**Material provided**
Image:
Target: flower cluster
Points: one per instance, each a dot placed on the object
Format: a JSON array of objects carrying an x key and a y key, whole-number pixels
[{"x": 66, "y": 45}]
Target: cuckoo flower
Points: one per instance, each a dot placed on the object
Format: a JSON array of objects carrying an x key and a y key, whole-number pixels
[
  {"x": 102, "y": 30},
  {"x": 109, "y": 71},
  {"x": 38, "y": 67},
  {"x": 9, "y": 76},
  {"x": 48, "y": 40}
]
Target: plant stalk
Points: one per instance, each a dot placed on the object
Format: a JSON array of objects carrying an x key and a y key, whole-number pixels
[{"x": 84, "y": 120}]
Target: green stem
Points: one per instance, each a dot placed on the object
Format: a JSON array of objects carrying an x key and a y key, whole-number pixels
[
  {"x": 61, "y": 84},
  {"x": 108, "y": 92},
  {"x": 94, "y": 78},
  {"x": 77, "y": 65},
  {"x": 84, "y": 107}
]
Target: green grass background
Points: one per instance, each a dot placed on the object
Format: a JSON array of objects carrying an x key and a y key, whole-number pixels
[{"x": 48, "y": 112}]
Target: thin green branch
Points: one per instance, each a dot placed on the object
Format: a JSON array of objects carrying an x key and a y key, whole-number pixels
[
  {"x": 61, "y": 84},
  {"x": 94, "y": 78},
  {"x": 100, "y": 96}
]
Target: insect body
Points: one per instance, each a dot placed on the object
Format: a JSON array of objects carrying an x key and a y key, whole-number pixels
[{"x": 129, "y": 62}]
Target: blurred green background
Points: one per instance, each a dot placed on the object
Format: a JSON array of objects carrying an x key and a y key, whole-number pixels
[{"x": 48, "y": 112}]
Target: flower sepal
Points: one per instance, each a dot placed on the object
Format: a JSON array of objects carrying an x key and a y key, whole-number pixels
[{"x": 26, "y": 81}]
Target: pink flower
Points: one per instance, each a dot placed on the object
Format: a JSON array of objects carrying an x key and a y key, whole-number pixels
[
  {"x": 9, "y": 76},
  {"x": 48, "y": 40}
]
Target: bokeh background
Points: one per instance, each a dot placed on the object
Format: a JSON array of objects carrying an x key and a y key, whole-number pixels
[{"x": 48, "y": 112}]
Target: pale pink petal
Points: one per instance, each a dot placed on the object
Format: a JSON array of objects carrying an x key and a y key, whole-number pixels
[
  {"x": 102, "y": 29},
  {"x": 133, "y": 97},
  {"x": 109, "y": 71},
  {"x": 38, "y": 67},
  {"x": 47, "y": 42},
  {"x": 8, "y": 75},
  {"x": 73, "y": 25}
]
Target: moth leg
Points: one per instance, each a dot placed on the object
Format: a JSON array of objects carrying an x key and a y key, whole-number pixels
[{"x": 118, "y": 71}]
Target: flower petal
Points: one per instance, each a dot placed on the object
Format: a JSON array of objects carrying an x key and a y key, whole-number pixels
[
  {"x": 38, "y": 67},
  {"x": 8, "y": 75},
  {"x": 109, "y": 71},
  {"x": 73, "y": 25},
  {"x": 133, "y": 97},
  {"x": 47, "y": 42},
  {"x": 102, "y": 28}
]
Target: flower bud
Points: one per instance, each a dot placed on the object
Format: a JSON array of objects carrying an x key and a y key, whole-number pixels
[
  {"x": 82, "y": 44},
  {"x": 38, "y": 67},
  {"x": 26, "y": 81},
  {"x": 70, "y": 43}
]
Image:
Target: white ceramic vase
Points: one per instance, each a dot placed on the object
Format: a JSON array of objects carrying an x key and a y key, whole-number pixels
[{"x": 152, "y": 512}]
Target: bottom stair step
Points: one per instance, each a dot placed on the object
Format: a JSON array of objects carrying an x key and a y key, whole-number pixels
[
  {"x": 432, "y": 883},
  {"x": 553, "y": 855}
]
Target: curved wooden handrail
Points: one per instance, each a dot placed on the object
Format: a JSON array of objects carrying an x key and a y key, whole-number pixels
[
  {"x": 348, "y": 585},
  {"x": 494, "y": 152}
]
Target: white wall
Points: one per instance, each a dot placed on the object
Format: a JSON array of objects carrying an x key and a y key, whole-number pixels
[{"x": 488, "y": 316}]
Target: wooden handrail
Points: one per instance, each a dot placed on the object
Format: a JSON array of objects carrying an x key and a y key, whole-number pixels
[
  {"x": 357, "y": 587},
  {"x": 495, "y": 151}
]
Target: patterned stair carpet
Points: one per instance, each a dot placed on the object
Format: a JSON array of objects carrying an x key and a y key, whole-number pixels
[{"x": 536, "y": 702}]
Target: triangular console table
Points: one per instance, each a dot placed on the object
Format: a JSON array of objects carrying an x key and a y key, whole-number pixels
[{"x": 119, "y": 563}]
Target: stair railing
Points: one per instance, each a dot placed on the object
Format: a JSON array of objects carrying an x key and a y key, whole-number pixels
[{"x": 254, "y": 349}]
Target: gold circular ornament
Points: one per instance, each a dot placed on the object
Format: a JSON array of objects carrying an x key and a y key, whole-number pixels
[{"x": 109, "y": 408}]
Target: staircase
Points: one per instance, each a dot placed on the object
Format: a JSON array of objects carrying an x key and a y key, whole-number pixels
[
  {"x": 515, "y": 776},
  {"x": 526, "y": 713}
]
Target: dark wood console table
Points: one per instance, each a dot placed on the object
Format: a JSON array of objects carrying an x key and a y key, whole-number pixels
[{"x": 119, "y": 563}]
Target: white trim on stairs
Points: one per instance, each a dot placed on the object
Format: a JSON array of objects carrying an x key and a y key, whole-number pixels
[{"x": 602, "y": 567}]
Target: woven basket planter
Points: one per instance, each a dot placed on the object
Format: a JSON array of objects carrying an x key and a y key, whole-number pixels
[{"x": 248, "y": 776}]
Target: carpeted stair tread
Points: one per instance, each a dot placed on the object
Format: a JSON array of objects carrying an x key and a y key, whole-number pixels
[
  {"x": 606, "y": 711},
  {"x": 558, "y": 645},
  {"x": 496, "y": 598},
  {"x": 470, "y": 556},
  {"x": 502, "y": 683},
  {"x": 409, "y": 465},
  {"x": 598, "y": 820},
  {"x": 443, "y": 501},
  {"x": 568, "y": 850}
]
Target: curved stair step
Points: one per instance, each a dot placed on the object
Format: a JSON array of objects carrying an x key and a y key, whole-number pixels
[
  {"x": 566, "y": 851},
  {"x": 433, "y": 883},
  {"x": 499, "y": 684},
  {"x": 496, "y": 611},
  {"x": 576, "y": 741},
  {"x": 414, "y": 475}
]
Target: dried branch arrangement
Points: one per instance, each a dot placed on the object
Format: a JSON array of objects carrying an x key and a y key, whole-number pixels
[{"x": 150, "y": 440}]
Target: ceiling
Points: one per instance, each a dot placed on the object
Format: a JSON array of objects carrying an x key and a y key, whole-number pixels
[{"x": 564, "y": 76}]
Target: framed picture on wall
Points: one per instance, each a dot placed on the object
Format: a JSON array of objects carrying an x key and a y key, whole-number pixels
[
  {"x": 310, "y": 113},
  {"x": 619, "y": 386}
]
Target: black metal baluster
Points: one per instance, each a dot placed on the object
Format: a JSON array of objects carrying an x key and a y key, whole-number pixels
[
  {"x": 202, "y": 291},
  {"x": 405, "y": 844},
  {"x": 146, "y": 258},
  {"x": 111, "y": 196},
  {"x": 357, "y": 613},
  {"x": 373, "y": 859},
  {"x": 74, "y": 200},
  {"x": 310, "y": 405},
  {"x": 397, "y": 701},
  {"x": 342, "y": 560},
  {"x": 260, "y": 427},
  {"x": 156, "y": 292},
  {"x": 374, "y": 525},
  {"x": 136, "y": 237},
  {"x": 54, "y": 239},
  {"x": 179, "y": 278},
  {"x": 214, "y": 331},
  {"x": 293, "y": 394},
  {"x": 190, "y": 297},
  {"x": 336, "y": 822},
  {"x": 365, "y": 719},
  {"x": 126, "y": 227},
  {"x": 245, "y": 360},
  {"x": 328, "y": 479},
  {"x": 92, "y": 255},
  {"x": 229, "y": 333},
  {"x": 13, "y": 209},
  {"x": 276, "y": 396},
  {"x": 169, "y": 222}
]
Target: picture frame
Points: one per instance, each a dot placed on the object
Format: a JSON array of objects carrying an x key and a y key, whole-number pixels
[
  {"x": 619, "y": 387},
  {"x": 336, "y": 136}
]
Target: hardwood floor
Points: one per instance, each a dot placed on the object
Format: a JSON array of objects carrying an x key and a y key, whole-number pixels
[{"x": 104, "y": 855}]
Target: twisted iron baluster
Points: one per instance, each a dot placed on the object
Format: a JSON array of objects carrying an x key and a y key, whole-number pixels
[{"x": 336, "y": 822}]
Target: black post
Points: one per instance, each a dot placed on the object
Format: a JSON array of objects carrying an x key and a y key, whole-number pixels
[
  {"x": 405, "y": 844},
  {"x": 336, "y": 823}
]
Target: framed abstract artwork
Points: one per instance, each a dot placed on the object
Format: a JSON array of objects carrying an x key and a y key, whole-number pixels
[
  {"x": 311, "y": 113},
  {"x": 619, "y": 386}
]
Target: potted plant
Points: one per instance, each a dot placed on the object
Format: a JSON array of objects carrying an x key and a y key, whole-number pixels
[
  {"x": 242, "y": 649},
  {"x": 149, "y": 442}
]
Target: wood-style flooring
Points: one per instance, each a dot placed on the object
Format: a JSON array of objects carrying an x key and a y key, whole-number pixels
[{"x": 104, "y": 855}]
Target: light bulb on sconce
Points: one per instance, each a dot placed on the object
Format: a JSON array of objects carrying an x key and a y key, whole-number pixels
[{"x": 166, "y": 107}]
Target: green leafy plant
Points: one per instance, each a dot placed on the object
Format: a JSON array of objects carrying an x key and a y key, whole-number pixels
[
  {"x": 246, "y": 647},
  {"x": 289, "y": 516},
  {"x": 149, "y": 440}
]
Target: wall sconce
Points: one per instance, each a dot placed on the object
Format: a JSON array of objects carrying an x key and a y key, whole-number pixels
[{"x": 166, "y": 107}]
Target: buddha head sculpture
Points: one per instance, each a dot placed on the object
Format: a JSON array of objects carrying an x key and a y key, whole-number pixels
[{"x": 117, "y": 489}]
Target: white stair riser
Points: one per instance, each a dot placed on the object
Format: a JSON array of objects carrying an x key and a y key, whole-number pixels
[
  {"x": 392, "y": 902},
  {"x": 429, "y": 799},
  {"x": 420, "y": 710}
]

**Written instruction**
Everything from the line that contains "Target: wall sconce" through the end of the records must be duplicated exactly, and nothing outside that range.

**Response to the exercise**
Target: wall sconce
Points: one per instance, each a dot placed on the object
Format: a JSON array of objects carrying an x key and a y key, whole-number pixels
[{"x": 166, "y": 107}]
Target: buddha head sculpture
Points: one per instance, each a dot placed on the object
Format: a JSON array of objects carrying an x key and a y key, whole-number pixels
[{"x": 117, "y": 489}]
Target: white stair riser
Points: one per instance, each a dot placed on the object
Format: a JSON array of objects carrying an x key and a y key, whole-number pixels
[
  {"x": 392, "y": 902},
  {"x": 429, "y": 799},
  {"x": 420, "y": 710}
]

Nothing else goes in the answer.